[Yapılacak İşler]
1: Belge bölümünden "Nature Medicine dergisinde" ile "bağırsaklardan hücreler buldu." arasındaki kısmı, bu ifadeler de dahil olmak üzere hiçbir değişiklik yapmadan çıkarınız.
2: Belge bölümüne göre İngiltere'de gebeliğin sonlandırılması için yasal sınır genellikle ne kadardır?

─── Belge Bölümü

Araştırmayı yürütenler, geliştirdikleri uygulamanın, doktorların doğumsal hastalıkları doğumdan önce izleyip tedavi etmelerine ve anne karnındaki bebek için kişiselleştirilmiş tedaviler geliştirmelerine yardımcı olabileceğini düşünüyor.
Nature Medicine dergisinde Pazartesi günü yayınlanan çalışmanın yazarlarından University College London'dan Mattia Gerli, bu olasılık konusunda "gerçekten heyecanlıyız" dedi.
Gerli ve meslektaşlarının topladığı dokuya özgü kök hücreler, normalde hamilelik sırasında olduğu gibi fetüs tarafından dökülen hücreler. Bilim insanları bu kök hücrelerin hangi dokulardan geldiğini tespit etti ve akciğer, böbrek ve bağırsaklardan hücreler buldu.
Daha önce mini organlar, yetişkin dokusuna daha çok benzeyen yetişkin kök hücrelerinden veya kürtaj sonrası fetal dokudan elde edilmişti.
Amniyotik sıvıdan hücre toplamak, kök hücrelerin doğrudan fetal dokudan alınmasıyla ilgili düzenlemelerdeki engellerin de aşılması anlamına geliyor. Bu da, bilim insanlarının fetüslerden gebeliğin son dönemlerinde kadar hücre almalarına olanak tanıyor.
İngiltere'de gebeliğin sonlandırılması için yasal sınır genellikle gebe kalındıktan 22 hafta sonrasını kapsıyor. Bilim insanları bu sürenin dolmasından sonra fetüsten örnek alamıyor ve bu da normal insan gelişimi ya da doğuştan gelen hastalıklar üzerinde bilimsel çalışma imkanlarını kısıtlıyor.
ABD'de ise kürtaj kısıtlamaları eyaletlere göre değişiyor. Madison'daki Wisconsin Üniversitesi'nden onursal hukuk ve biyoetik profesörü olan Alta Charo, araştırma için fetal doku kullanmanın ABD’de çoğu eyalette yasal olduğunu söyledi.
Fetal doku, Ulusal Sağlık Enstitüleri tarafından düşük, kürtaj ya da ölü doğum sonrası ölü insan embriyosu ya da fetüsünden elde edilen doku olarak tanımlanırken, kürtajdan elde edilen dokunun kullanımı uzun süredir tartışmalı.
Çalışmada yer almayan Charo, yeni yaklaşımın aynı etik sorunları gündeme getirmediğini söyledi.

──────
─── Kayıtlı Veriler

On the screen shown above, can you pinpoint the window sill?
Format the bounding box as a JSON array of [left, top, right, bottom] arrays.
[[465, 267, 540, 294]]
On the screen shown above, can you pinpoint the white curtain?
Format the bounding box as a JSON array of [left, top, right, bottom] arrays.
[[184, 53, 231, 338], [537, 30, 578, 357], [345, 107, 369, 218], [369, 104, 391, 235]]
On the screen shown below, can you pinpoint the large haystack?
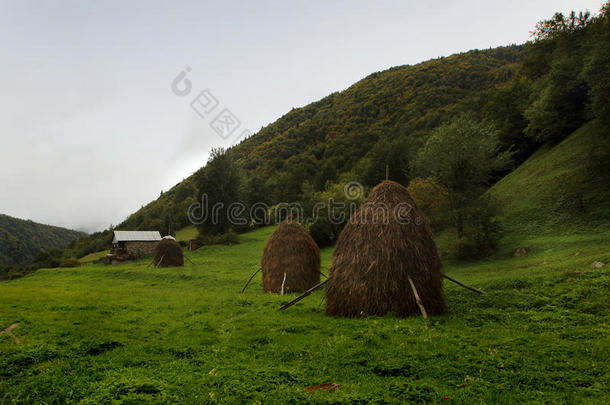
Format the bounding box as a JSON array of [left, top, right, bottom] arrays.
[[154, 236, 184, 267], [261, 219, 320, 293], [326, 180, 445, 317]]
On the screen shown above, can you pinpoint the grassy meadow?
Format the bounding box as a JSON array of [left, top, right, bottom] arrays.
[[0, 228, 610, 404]]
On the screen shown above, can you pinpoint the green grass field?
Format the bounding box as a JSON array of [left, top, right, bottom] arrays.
[[78, 250, 110, 264], [0, 228, 610, 404]]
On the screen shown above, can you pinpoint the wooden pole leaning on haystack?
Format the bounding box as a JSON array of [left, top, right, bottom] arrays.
[[441, 273, 485, 294], [240, 267, 263, 294], [407, 276, 428, 319], [279, 278, 330, 311]]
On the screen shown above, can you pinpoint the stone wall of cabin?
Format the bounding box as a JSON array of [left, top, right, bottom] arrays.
[[125, 242, 159, 258]]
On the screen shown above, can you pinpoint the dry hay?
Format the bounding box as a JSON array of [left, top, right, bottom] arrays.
[[326, 180, 446, 317], [154, 237, 184, 267], [261, 219, 320, 293]]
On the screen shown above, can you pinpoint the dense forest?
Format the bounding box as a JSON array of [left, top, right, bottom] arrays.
[[72, 3, 610, 257], [0, 214, 85, 267]]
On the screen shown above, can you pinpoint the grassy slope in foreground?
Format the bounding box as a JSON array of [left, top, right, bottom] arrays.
[[0, 228, 610, 403], [489, 121, 610, 234]]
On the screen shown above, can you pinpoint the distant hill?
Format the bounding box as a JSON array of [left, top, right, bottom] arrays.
[[0, 214, 85, 266], [74, 2, 610, 257], [488, 121, 610, 234]]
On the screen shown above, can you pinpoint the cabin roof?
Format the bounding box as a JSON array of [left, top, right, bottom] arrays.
[[112, 231, 161, 243]]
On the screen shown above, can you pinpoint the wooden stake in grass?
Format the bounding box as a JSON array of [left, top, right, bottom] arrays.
[[280, 278, 330, 311], [280, 272, 286, 295], [240, 267, 262, 294], [441, 273, 485, 294], [407, 276, 428, 319]]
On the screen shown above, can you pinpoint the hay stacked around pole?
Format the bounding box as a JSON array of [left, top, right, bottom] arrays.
[[153, 236, 184, 267], [261, 219, 320, 293], [326, 180, 446, 317]]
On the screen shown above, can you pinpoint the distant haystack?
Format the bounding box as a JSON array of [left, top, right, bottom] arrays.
[[154, 236, 184, 267], [326, 180, 445, 317], [261, 219, 320, 293]]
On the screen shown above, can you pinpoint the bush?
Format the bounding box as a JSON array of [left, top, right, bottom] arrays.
[[59, 257, 80, 267], [452, 199, 503, 260], [197, 231, 239, 246]]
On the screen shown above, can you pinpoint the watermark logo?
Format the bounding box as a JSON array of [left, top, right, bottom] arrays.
[[170, 66, 252, 146]]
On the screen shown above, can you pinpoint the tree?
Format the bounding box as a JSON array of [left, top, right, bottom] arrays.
[[415, 116, 512, 237], [582, 1, 610, 126], [195, 148, 242, 234]]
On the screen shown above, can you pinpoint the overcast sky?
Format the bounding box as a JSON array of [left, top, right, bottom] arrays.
[[0, 0, 601, 231]]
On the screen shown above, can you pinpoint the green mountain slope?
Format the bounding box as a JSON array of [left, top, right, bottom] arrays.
[[488, 121, 610, 233], [0, 214, 85, 266], [118, 46, 525, 227]]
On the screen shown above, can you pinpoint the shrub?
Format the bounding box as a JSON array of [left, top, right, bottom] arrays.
[[452, 198, 503, 260], [59, 257, 80, 267]]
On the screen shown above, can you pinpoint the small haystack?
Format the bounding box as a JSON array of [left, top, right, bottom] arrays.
[[326, 180, 445, 317], [261, 219, 320, 293], [153, 236, 184, 267]]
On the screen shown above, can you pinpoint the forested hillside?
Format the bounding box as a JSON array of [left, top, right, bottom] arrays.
[[75, 3, 610, 255], [0, 214, 84, 267]]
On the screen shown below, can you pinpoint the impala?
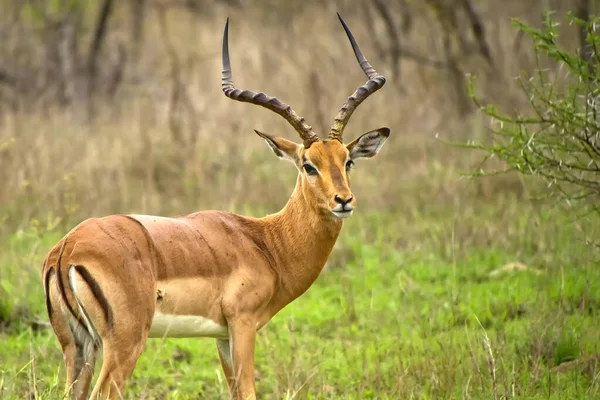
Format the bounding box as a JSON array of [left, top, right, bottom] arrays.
[[42, 14, 389, 399]]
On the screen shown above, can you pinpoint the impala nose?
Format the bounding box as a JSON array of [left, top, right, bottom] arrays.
[[333, 194, 354, 208]]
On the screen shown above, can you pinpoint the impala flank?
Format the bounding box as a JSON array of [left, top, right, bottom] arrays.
[[42, 14, 389, 399]]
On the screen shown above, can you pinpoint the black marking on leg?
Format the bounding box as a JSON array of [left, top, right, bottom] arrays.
[[69, 265, 113, 329], [56, 244, 86, 335], [44, 267, 56, 323]]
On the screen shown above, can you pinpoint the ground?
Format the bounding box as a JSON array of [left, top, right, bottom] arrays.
[[0, 207, 600, 399]]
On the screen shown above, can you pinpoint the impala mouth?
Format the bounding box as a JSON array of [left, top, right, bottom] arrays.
[[331, 206, 354, 218]]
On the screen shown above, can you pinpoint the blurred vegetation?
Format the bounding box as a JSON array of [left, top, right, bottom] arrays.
[[469, 10, 600, 213], [0, 0, 600, 399]]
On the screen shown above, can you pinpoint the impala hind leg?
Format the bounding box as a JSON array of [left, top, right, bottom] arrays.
[[230, 320, 256, 400], [91, 334, 148, 399], [217, 339, 235, 393], [47, 271, 96, 400]]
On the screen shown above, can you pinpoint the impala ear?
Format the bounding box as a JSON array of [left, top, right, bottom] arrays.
[[254, 129, 300, 164], [346, 128, 390, 160]]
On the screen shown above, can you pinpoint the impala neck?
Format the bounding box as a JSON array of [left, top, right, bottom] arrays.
[[264, 176, 343, 305]]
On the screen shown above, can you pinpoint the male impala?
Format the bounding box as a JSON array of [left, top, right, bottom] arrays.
[[42, 14, 389, 399]]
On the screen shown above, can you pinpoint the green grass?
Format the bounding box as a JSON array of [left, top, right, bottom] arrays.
[[0, 206, 600, 399]]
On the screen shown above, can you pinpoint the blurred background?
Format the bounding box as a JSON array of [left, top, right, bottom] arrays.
[[0, 0, 579, 234], [0, 0, 600, 398]]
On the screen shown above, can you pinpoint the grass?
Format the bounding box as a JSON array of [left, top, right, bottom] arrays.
[[0, 204, 600, 399], [0, 0, 600, 400]]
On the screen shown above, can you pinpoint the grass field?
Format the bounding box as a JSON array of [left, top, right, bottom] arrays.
[[0, 0, 600, 400], [0, 198, 600, 399]]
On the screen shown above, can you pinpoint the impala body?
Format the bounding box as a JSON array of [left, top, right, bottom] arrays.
[[42, 17, 389, 399]]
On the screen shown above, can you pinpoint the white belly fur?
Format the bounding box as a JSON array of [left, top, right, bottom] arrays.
[[150, 312, 229, 339]]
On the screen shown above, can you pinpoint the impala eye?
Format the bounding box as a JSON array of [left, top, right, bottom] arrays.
[[302, 164, 319, 176]]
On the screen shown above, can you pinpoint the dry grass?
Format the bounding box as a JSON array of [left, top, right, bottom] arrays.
[[0, 0, 600, 398], [0, 1, 576, 232]]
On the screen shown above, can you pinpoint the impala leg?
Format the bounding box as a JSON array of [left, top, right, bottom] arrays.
[[230, 321, 256, 400], [90, 335, 147, 400], [217, 339, 234, 393], [48, 276, 96, 400]]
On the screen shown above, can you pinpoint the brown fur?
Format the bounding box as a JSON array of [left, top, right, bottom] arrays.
[[42, 133, 389, 399]]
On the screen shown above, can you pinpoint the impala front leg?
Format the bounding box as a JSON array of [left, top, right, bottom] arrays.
[[229, 317, 256, 400]]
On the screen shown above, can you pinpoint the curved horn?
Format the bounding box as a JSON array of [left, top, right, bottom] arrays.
[[221, 18, 319, 148], [329, 13, 385, 142]]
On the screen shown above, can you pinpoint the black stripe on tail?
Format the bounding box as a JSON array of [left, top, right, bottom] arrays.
[[69, 264, 113, 329], [56, 239, 91, 334], [44, 267, 56, 323]]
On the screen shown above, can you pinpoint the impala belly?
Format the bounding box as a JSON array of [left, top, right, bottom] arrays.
[[150, 311, 229, 339]]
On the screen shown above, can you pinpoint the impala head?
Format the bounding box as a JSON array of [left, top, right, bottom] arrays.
[[221, 14, 390, 218]]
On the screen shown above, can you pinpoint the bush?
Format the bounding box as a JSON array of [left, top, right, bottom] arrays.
[[466, 12, 600, 214]]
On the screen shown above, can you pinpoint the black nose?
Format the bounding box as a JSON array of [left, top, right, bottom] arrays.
[[334, 194, 354, 207]]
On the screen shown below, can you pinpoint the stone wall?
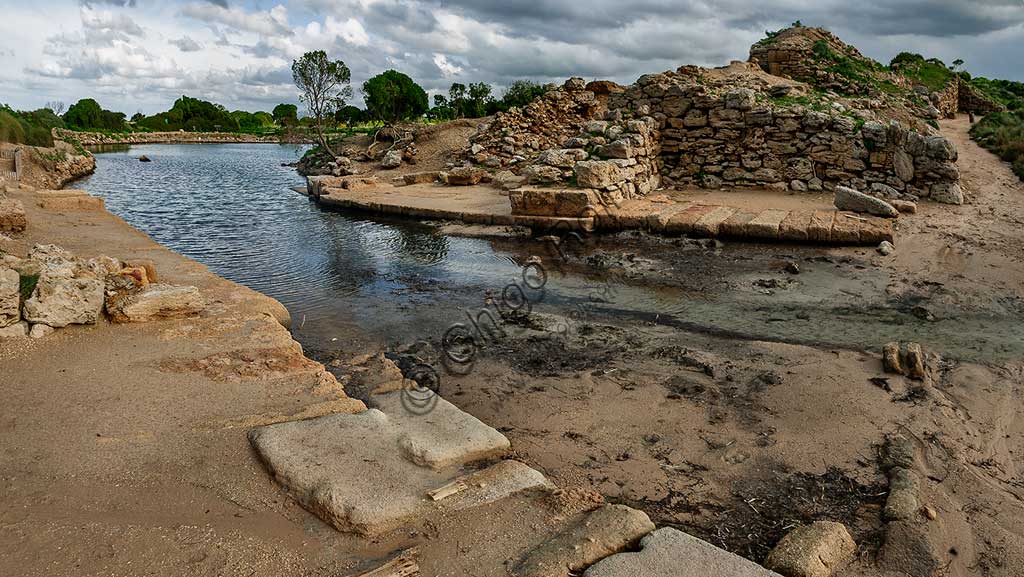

──────

[Görev Yanıtları]
1:
Nature Medicine dergisinde Pazartesi günü yayınlanan çalışmanın yazarlarından University College London'dan Mattia Gerli, bu olasılık konusunda "gerçekten heyecanlıyız" dedi.
Gerli ve meslektaşlarının topladığı dokuya özgü kök hücreler, normalde hamilelik sırasında olduğu gibi fetüs tarafından dökülen hücreler. Bilim insanları bu kök hücrelerin hangi dokulardan geldiğini tespit etti ve akciğer, böbrek ve bağırsaklardan hücreler buldu.

2: Gebe kalındıktan 22 hafta sonrasına kadardır.